● WORK INSTRUCTION: The entries below need to be transcribed exactly, without their images.
Start of EXTRACTED INFORMATION
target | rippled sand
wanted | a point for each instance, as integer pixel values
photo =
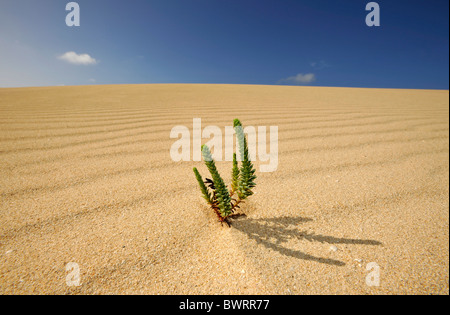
(86, 177)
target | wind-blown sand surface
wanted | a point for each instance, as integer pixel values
(86, 177)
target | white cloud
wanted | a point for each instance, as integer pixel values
(299, 79)
(76, 59)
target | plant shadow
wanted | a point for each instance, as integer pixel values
(273, 232)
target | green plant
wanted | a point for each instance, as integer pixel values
(214, 190)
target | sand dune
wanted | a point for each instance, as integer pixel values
(86, 177)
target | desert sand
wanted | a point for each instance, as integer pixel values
(86, 177)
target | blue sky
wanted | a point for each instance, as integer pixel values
(294, 42)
End of EXTRACTED INFORMATION
● ANSWER SPACE:
target | rippled sand
wanted | a point for each instance, as integer pixel values
photo =
(86, 177)
target | wind-blown sand surface
wanted | a point for each instance, as integer pixel values
(86, 177)
target | white cloud
wanted | a point for each instance, as integer pixel values
(299, 79)
(76, 59)
target | plant shadow
wanted | a point for each instance, as integer pixel values
(273, 232)
target | green plant
wanted | a point for each instance, as integer pixel values
(214, 190)
target | sand dune
wanted | a point for each instance, as integer pixel values
(86, 177)
target | desert sand
wanted | a point for each instance, as integer pixel values
(86, 177)
target | blue sky
wanted | a point for each instance, as integer pixel values
(294, 42)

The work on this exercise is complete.